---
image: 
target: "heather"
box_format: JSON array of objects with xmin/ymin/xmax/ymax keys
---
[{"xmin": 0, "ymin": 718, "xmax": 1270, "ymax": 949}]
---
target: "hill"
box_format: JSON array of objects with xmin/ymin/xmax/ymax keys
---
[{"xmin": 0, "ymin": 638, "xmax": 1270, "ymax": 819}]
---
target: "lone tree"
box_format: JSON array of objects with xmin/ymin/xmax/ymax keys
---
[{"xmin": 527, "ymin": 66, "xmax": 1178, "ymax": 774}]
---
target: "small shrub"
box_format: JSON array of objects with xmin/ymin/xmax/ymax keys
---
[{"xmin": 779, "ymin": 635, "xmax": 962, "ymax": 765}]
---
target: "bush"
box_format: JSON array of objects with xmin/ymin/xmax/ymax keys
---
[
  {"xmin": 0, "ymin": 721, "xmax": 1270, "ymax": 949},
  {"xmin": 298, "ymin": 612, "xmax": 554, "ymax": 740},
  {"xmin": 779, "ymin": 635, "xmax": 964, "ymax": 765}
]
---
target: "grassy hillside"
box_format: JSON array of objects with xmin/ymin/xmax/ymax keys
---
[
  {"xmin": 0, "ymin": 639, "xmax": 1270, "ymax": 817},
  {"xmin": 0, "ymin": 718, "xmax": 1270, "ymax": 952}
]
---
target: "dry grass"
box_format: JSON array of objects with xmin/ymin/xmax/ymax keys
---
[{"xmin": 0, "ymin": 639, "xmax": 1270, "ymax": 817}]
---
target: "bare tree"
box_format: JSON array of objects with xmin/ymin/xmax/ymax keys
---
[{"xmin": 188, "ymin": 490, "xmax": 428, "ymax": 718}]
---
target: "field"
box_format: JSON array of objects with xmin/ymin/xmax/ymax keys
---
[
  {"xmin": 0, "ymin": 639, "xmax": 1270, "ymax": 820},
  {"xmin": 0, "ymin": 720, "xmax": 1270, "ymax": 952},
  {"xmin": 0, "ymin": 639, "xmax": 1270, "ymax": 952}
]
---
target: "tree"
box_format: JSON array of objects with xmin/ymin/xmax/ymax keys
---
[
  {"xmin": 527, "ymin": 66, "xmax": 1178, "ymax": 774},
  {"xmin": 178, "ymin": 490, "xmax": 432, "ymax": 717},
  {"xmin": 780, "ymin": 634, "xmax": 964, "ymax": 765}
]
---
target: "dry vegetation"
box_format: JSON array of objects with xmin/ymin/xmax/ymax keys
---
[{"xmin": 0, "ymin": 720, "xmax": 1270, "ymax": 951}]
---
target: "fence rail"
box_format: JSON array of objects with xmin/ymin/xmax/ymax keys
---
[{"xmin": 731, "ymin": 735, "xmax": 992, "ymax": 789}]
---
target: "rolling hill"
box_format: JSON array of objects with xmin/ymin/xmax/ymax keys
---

## Exercise aim
Locate every line in the listing above that contains the string "tree" and copy each such line in full. Matching is case-sensitive.

## Answer to this problem
target: "lone tree"
target: "bare tree"
target: "tree"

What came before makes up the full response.